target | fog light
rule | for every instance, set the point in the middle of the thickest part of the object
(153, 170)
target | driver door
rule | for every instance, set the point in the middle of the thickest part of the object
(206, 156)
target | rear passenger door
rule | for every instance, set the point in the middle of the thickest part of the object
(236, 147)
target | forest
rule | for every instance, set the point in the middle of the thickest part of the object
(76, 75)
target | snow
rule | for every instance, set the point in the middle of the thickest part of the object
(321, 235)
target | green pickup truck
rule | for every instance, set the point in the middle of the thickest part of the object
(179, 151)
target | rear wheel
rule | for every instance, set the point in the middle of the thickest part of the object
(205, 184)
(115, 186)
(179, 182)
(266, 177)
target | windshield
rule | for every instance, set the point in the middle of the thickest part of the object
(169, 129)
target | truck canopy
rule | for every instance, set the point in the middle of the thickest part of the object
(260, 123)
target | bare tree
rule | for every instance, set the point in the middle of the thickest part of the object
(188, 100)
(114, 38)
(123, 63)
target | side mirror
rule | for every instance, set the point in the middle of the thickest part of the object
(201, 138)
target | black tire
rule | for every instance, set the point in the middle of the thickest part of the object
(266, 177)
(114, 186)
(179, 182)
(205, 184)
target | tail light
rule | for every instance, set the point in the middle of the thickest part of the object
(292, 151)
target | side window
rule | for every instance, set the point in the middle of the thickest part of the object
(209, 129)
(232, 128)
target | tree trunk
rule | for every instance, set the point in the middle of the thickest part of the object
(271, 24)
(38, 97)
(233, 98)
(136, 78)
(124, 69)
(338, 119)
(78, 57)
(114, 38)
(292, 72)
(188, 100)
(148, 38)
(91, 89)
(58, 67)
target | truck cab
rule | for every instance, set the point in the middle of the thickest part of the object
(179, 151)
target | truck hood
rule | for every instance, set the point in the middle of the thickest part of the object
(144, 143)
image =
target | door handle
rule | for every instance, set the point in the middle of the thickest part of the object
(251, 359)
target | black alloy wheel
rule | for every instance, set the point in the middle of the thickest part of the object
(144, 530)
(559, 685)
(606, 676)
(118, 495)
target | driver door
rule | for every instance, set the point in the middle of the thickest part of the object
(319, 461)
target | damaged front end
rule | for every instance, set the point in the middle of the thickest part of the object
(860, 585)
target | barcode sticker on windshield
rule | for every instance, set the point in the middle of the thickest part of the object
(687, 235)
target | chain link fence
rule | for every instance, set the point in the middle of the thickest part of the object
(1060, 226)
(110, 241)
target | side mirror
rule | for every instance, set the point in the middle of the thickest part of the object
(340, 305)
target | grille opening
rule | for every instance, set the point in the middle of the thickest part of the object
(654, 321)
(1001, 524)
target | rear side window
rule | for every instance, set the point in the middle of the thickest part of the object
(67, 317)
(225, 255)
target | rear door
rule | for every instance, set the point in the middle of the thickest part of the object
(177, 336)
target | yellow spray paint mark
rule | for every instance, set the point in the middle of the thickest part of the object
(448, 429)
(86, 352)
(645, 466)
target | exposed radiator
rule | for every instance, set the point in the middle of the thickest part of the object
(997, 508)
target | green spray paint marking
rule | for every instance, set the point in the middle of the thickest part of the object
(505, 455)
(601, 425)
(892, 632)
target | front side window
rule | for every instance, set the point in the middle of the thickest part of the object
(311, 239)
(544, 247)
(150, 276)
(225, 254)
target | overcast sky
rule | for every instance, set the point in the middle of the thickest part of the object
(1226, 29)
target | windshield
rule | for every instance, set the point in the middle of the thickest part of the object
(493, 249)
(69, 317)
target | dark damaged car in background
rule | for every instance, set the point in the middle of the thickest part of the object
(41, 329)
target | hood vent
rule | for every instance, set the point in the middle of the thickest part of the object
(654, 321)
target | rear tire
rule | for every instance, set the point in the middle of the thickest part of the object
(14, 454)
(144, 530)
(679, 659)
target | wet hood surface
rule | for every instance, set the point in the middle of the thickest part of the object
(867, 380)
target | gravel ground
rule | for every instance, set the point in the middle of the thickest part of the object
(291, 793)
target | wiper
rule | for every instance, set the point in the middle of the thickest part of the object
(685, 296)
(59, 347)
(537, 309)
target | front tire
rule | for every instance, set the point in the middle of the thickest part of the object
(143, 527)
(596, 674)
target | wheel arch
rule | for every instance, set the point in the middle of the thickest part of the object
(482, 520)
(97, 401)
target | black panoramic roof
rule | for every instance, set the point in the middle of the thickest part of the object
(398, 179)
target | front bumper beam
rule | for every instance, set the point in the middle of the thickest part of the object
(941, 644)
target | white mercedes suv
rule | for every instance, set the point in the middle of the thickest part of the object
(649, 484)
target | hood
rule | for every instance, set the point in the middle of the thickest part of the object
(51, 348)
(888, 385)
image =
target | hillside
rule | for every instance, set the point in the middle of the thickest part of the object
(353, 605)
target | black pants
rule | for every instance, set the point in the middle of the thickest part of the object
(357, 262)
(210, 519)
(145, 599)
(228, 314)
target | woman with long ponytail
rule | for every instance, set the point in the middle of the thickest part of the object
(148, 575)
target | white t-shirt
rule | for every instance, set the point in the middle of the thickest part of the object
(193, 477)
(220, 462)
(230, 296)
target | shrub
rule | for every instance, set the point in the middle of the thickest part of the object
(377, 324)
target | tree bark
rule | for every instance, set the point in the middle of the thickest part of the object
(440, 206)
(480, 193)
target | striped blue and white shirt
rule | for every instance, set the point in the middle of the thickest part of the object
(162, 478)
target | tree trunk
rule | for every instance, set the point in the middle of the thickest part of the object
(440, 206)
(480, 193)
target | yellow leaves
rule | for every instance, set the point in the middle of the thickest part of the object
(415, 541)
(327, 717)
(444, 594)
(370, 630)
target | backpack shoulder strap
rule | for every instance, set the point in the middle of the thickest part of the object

--- --- ---

▸ **EXERCISE AIM**
Looking at the data above, show all lines where the word "front" occurs.

▸ **ANSWER TO THIS PROBLEM**
target | damaged front end
target | front side window
target | front tire
target | front bumper beam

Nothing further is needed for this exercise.